* [Documento]
BRUXELAS - O suspeito de espionagem para o governo da Rússia preso pela Noruega na terça-feira, 25, e que tinha documentação brasileira no nome de um professor universitário, participou de seminário sobre ameaças híbridas que incluiu um cenário sobre como responder a uma explosão de oleoduto. A mídia norueguesa divulgou uma imagem do suspeito e a informação foi confirmada por um coordenador do grupo que sediou o evento.
O suposto espião afirma ser um pesquisador brasileiro de nome José Assis Gianmaria, mas até o momento não está claro se de fato ele é brasileiro ou se é um russo com documentos falsos. Ele estava na cidade de Tromso, perto do Círculo Polar Ártico.
A prisão ocorre depois que pelo menos sete russos – incluindo o filho de um associado próximo do presidente Vladimir Putin – foram detidos nas últimas semanas por pilotar drones ou tirar fotos perto de áreas de risco à segurança.
Em setembro, a Europa acusou sabotagem nos gasodutos Nord Stream, que transportam gás russo para o continente, após um vazamento do combustível. Depois disso, a Noruega e outros países iniciaram uma corrida para proteger a infraestrutura crítica da região e, segundo as autoridades, vários drones foram vistos próximos dos campos marítimos de petróleo e gás da Noruega e em aeroportos.
A enxurrada de incidentes deixa a Noruega – e a Europa – no limite. O setor de petróleo e gás é o núcleo da economia norueguesa. Desde que a Rússia lançou sua invasão em larga escala da Ucrânia, o país se tornou um fornecedor crítico para a Europa.
Nesta quinta-feira, o jornal norueguês Verdens Gang noticiou pela primeira vez que o suspeito participou do seminário de 29 a 30 de setembro em Vilnius, Lituânia, sobre como combater ameaças híbridas – um conceito que inclui sabotagem, desinformação, ataques cibernéticos e outros meios de combate fora do conflito militar tradicional de estado para estado.
O seminário foi organizado pela EU-HYBNET, uma rede europeia sobre o tema. Paivi Mattila, professora da Laurea University of Applied Sciences, na Finlândia, que coordena o programa EU-HYBNET, confirmou por telefone que o suposto espião participou do evento. Ela disse que ele não passou por uma verificação de segurança, mas se recusou a comentar mais, citando a investigação.
Uma imagem compartilhada pela Universidade Mykolas Romeris parece mostrar Gianmaria sentado entre os participantes do evento, organizado com o Centro de Excelência em Crime Cibernético da Lituânia para Treinamento, Pesquisa e Educação em 29 de setembro.
O evento aconteceu com financiamento da Comissão Europeia, afirmou o porta-voz da organização, Peter Stano. Ele ponderou que as instituições da UE não estão envolvidas nas atividades diárias do grupo.

* [Tarefas do exercício]
1. Traduza para o inglês esta frase da reportagem: "O setor de petróleo e gás é o núcleo da economia norueguesa."
2. Repita literalmente o trecho da reportagem que vai de "O seminário foi" até "citando a investigação.", incluindo este último.
3. Dê sequência à reportagem sobre o suspeito de espionagem preso na Noruega, escrevendo o trecho seguinte a partir do ponto em que ela termina.
As linhas não têm papel nenhum aqui.

(Registros armazenados)

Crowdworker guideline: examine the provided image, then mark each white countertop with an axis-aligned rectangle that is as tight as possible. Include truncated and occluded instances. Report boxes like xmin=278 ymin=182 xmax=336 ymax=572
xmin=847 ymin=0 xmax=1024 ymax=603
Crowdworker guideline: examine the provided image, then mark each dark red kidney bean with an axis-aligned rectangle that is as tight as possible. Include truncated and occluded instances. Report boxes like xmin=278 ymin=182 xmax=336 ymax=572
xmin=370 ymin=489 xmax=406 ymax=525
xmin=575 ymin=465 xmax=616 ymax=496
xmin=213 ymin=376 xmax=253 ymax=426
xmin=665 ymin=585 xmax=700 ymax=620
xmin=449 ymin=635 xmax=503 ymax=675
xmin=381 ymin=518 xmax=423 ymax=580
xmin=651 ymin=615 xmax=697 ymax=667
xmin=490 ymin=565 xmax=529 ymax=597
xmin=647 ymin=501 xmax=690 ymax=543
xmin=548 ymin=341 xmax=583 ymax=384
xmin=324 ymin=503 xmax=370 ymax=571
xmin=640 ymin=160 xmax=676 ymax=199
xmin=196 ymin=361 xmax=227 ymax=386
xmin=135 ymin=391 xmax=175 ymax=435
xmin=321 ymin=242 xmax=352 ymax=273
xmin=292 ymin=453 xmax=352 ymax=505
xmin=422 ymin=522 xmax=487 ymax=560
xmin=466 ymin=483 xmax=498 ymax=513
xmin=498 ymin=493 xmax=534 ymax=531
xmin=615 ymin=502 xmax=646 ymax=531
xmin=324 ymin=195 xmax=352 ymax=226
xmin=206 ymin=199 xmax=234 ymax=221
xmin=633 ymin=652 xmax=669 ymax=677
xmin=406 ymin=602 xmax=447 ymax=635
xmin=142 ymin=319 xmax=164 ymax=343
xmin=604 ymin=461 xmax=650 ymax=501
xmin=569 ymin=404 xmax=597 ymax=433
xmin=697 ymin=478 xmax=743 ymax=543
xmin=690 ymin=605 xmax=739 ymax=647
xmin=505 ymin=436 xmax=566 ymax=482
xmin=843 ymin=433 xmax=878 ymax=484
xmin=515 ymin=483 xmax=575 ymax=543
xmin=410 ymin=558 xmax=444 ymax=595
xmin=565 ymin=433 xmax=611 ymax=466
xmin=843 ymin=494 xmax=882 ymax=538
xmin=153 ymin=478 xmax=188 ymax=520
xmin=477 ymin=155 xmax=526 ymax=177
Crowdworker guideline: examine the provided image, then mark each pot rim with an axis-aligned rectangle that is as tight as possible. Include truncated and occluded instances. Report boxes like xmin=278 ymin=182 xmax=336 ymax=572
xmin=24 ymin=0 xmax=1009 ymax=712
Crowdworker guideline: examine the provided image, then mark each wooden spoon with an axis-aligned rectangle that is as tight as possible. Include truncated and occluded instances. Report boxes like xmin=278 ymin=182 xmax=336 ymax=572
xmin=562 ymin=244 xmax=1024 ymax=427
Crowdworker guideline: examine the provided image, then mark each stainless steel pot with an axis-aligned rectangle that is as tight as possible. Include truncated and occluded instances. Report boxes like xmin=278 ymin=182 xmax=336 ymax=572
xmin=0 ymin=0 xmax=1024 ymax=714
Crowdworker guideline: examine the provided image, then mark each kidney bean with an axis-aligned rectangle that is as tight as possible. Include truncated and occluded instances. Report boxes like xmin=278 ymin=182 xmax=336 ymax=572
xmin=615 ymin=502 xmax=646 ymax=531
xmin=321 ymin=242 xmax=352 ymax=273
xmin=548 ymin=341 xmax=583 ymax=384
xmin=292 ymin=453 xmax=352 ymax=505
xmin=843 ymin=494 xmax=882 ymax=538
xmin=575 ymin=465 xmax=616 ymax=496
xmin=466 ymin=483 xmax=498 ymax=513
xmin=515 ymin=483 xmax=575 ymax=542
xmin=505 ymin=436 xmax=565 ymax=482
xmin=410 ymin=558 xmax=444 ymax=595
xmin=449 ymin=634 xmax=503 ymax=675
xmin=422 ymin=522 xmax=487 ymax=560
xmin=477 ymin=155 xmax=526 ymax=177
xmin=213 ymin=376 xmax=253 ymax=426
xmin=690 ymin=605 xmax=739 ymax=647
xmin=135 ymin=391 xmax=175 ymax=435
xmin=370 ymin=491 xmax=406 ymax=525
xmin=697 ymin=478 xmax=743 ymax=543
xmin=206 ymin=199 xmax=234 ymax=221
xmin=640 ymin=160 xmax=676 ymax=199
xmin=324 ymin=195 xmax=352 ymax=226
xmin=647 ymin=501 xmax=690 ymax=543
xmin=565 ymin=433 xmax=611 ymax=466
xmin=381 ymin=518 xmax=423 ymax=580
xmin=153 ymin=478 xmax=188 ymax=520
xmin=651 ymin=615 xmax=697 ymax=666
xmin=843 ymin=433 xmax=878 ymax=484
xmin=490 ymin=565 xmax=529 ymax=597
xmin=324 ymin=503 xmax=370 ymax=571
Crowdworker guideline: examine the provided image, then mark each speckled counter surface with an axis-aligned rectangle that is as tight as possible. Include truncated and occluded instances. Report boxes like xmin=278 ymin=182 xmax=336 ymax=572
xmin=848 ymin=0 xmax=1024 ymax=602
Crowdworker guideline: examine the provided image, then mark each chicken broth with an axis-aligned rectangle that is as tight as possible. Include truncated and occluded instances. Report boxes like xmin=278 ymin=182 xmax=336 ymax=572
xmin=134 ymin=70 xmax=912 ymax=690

* [Respostas às tarefas]
1. The oil and gas sector is the core of the Norwegian economy.

2.
O seminário foi organizado pela EU-HYBNET, uma rede europeia sobre o tema. Paivi Mattila, professora da Laurea University of Applied Sciences, na Finlândia, que coordena o programa EU-HYBNET, confirmou por telefone que o suposto espião participou do evento. Ela disse que ele não passou por uma verificação de segurança, mas se recusou a comentar mais, citando a investigação.

3.
O objetivo era ajudar os participantes a entender “vulnerabilidades que os adversários podem explorar” e “desenhar desafios híbridos em um ambiente operacional realista de futuro próximo”, de acordo com um folheto para o encontro.
Os participantes examinaram diferentes cenários, incluindo um caso de “desligamento do fluxo de gás após a explosão de um gasoduto”. Nesse estudo de caso, as “descobertas iniciais apoiam a suposição de que provavelmente se trata de uma sabotagem e não de um acidente” – um eco sinistro da recente sabotagem dos oleodutos Nord Stream.
Autoridades de segurança doméstica norueguesas anunciaram a prisão do suspeito de 37 anos no início desta semana, dizendo que ele representava “uma ameaça aos interesses nacionais fundamentais”. Segundo a vice-chefe Hedvig Moe, do Serviço de Segurança da Polícia Norueguesa, a preocupação é de que o suposto espião “possa ter adquirido uma rede e informações sobre a política norueguesa da região norte”.
Moe acrescentou que mesmo que as informações adquiridas pela pessoa não comprometam diretamente a segurança da Noruega, podem ser usadas indevidamente pela Rússia.
O que se sabe sobre o suspeito
Até o momento, as autoridades deram algumas informações sobre Gianmaria, mas não confirmaram se de fato se trata de um brasileiro. Giammaria estava realizando pesquisas na Universidade do Ártico da Noruega. Em resposta ao Estadão, a universidade informou que ele não foi oficialmente empregado da instituição, mas um pesquisador que ajudou a organizar palestras e seminários enquanto trabalhava na pesquisa.
Ainda de acordo com a universidade, a pesquisa não possuiu financiamento ou bolsa, sendo autofinanciada. Durante o período que esteve na universidade, não publicou nenhum artigo.
Em 25 de outubro, ele foi listado como pesquisador em um centro de estudos universitário chamado The Gray Zone. O nome dele foi retirado.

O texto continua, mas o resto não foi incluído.